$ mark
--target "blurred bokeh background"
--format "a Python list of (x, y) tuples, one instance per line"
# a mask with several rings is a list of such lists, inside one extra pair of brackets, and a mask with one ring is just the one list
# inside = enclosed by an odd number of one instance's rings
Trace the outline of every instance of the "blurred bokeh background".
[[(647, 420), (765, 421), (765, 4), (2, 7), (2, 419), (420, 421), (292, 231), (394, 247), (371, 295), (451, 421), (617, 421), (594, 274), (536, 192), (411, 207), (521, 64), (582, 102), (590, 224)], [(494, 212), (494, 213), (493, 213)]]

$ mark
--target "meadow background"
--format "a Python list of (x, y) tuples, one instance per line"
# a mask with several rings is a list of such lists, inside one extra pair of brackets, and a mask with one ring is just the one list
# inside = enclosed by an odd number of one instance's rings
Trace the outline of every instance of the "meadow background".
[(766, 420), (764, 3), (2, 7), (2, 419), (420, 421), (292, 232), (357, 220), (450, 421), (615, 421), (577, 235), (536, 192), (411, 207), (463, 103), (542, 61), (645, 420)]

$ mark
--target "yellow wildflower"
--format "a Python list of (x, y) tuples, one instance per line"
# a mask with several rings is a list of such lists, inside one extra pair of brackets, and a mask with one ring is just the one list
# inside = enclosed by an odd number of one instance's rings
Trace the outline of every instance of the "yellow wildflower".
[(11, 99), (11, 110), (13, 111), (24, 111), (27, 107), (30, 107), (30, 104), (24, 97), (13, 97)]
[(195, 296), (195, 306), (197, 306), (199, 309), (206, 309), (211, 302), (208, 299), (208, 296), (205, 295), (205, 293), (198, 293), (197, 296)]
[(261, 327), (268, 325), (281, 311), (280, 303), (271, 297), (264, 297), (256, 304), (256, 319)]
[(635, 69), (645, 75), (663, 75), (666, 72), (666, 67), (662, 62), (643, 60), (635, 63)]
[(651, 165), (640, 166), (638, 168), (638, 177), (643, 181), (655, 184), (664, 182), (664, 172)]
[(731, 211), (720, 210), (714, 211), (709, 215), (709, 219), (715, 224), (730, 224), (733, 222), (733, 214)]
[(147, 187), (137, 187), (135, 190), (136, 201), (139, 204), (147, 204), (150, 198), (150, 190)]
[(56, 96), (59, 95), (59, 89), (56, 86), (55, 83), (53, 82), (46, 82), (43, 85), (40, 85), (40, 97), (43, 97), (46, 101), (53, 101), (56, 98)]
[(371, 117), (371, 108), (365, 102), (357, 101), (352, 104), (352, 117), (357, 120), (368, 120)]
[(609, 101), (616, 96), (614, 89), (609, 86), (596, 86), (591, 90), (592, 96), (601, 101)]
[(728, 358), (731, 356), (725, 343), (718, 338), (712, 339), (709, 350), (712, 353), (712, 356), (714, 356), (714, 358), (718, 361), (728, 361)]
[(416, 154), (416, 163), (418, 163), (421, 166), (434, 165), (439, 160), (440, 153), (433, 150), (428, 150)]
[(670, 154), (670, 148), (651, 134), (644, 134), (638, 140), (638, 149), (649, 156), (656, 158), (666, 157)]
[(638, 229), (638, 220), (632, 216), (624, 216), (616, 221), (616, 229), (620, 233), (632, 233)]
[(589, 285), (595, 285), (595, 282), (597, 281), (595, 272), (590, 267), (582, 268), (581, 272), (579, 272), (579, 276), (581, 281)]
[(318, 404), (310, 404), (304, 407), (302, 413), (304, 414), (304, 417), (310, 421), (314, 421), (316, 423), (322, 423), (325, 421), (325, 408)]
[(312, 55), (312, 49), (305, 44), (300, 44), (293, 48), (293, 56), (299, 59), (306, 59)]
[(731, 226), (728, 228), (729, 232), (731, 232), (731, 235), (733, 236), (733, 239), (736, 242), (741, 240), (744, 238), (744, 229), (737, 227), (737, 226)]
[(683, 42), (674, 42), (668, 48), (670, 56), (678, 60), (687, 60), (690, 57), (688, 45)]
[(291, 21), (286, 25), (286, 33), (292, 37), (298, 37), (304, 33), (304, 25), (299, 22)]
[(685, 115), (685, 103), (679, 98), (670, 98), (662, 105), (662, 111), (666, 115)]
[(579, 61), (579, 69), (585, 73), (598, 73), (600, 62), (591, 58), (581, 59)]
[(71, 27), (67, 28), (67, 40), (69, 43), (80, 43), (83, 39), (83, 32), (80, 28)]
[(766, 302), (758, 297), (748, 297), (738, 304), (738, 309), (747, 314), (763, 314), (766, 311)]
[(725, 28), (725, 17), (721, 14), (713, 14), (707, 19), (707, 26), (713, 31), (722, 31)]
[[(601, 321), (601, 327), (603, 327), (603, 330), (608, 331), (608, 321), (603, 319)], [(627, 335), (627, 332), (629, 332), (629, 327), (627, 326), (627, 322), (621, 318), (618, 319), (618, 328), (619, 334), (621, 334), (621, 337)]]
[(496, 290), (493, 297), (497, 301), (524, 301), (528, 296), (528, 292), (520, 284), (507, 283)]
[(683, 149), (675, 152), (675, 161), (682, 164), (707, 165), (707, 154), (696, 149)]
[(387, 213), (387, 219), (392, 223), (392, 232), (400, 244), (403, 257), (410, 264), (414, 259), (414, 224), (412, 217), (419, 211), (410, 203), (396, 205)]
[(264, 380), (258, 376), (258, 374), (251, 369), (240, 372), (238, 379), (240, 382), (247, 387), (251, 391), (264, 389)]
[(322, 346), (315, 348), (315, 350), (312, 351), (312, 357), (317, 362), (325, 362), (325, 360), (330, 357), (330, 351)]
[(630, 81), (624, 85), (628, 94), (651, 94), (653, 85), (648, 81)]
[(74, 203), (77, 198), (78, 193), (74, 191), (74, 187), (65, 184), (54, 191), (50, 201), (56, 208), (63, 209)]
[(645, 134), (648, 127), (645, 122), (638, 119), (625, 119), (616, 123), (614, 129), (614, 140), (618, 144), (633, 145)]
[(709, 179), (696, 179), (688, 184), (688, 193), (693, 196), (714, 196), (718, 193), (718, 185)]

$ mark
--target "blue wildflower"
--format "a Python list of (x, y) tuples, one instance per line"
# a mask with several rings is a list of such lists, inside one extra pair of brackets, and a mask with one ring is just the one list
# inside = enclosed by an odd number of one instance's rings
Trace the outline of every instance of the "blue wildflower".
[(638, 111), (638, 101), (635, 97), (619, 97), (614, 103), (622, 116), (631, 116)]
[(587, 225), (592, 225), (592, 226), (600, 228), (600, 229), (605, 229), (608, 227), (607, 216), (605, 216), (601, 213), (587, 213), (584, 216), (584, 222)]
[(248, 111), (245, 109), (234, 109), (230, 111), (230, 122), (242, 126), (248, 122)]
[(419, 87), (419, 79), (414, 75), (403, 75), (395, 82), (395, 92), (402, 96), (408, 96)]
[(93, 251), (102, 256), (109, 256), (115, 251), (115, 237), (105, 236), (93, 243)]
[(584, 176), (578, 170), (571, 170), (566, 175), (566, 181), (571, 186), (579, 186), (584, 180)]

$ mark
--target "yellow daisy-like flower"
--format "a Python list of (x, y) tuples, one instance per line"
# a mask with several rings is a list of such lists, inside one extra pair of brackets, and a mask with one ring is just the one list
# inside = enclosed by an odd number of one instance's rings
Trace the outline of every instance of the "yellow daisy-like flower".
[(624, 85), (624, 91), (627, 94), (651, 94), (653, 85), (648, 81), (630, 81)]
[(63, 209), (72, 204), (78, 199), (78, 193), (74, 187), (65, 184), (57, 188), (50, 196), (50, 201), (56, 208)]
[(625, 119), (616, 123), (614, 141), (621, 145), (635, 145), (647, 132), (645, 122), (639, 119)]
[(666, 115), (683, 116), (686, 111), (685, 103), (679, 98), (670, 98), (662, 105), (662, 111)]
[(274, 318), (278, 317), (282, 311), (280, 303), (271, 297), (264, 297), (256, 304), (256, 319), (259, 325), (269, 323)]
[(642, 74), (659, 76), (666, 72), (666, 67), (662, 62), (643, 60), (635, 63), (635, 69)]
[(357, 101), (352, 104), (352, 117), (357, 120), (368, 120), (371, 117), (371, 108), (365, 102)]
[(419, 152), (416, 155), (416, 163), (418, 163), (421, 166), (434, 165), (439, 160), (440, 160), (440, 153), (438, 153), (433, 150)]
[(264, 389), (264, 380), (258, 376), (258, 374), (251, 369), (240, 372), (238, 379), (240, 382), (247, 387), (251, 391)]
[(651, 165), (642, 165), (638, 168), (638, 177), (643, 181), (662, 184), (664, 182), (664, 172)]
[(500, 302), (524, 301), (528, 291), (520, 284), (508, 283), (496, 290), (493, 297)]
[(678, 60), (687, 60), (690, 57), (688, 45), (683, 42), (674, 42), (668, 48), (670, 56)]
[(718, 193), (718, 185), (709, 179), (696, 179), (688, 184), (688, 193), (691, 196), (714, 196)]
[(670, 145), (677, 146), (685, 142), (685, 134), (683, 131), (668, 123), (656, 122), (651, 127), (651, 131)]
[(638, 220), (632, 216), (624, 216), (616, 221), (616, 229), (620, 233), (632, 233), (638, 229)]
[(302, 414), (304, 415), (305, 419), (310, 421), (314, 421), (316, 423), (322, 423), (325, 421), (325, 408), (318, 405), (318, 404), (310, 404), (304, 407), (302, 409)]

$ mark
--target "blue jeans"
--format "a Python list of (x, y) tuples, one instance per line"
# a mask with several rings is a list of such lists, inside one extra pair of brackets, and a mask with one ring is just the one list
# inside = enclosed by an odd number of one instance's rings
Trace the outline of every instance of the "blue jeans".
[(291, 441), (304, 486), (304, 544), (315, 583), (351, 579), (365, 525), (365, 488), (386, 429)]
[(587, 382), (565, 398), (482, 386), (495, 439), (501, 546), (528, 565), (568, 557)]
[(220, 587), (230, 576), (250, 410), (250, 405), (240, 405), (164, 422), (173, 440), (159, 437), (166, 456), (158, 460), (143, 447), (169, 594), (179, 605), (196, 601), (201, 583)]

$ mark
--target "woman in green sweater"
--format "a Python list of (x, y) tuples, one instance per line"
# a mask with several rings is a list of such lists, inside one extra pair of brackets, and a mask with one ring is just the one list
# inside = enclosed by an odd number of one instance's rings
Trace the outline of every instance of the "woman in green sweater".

> Problem details
Please give the lines above as a numbered list, beginning at the very first line and stopping after the line that contains "213), (493, 213)]]". Leave out any blank lines.

> Problem solution
1. $ mark
2. --target "blurred bokeh background"
3. --format "a Python list of (x, y) tuples, one instance per line"
4. # a mask with several rings is a list of such lists, inside one extra pair of brackets, and a mask with one ring is just the one list
5. # inside = enclosed by an odd number of one instance's rings
6. Trace the outline of every instance of the "blurred bokeh background".
7. [[(647, 420), (765, 421), (765, 4), (2, 7), (2, 419), (420, 421), (292, 231), (394, 247), (371, 295), (451, 421), (617, 421), (594, 274), (536, 192), (411, 207), (521, 64), (582, 102), (590, 224)], [(494, 212), (494, 213), (493, 213)]]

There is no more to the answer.